**Objective**
Count the lines in the material below that contain the string "wearing", treating uppercase and lowercase as different. Reply with that number only.

**Task data**

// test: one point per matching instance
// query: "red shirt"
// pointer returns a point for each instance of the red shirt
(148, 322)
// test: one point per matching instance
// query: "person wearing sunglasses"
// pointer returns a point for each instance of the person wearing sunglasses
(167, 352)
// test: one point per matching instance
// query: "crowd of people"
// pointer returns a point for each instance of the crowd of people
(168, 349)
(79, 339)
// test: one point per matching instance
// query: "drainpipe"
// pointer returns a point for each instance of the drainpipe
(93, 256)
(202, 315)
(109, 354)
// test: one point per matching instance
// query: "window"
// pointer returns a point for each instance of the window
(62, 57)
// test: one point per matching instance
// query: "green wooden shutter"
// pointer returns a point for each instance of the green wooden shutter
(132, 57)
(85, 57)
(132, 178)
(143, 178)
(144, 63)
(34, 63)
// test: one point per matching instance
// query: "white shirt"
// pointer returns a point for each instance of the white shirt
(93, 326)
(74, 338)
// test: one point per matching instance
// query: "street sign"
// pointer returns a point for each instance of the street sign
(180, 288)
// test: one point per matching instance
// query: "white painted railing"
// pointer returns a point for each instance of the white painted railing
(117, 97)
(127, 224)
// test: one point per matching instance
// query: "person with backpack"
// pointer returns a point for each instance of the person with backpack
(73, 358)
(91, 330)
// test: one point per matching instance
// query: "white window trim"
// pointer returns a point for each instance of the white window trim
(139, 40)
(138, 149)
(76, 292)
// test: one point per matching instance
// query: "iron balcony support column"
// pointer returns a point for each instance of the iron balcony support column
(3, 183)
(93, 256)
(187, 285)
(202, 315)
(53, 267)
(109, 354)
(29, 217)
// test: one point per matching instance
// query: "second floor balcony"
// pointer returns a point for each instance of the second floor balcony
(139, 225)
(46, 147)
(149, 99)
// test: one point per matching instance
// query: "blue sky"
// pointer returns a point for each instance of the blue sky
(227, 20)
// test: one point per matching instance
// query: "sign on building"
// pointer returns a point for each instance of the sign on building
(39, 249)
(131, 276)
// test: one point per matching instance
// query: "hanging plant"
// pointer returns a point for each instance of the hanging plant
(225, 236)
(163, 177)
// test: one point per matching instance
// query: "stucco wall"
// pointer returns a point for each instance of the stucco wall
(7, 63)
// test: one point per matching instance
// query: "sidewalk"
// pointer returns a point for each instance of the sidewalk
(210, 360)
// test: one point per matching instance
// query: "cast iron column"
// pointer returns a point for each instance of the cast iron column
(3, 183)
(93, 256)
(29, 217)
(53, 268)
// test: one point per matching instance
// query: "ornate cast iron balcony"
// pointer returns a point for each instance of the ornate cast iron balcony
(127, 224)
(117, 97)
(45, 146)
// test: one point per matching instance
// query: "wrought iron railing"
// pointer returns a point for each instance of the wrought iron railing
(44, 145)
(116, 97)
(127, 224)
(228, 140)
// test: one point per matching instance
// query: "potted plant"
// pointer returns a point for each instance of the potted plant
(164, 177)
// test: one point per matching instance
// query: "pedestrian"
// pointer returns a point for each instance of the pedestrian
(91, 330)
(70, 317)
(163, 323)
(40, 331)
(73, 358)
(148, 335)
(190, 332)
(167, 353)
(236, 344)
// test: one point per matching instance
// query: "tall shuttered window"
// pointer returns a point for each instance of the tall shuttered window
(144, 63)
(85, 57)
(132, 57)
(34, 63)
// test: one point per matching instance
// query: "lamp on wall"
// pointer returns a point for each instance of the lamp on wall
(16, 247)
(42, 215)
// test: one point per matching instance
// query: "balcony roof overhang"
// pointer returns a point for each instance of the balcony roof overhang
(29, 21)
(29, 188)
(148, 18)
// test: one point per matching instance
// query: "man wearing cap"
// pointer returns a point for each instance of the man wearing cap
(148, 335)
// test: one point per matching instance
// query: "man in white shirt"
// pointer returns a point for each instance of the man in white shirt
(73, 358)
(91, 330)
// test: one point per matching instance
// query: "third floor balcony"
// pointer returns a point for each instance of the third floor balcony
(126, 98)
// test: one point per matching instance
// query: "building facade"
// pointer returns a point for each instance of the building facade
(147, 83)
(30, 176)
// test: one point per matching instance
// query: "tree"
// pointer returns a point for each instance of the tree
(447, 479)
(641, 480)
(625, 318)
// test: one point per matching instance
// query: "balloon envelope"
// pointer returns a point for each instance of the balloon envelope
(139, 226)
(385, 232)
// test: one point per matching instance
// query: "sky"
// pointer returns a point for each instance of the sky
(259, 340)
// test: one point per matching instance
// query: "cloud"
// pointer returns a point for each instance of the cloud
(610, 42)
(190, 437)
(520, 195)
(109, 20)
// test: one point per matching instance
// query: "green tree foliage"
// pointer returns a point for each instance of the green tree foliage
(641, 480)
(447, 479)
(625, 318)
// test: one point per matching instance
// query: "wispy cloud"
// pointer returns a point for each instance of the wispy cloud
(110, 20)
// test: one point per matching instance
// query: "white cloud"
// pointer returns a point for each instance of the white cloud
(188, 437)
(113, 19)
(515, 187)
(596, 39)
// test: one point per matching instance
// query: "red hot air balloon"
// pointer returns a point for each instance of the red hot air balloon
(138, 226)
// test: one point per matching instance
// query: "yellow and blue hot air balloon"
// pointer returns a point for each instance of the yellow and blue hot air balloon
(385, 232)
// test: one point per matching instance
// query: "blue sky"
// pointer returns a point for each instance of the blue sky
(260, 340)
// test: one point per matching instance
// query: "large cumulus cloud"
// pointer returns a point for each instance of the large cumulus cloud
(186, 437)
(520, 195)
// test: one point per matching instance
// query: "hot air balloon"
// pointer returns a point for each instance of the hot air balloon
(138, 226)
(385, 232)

**Solution to this problem**
4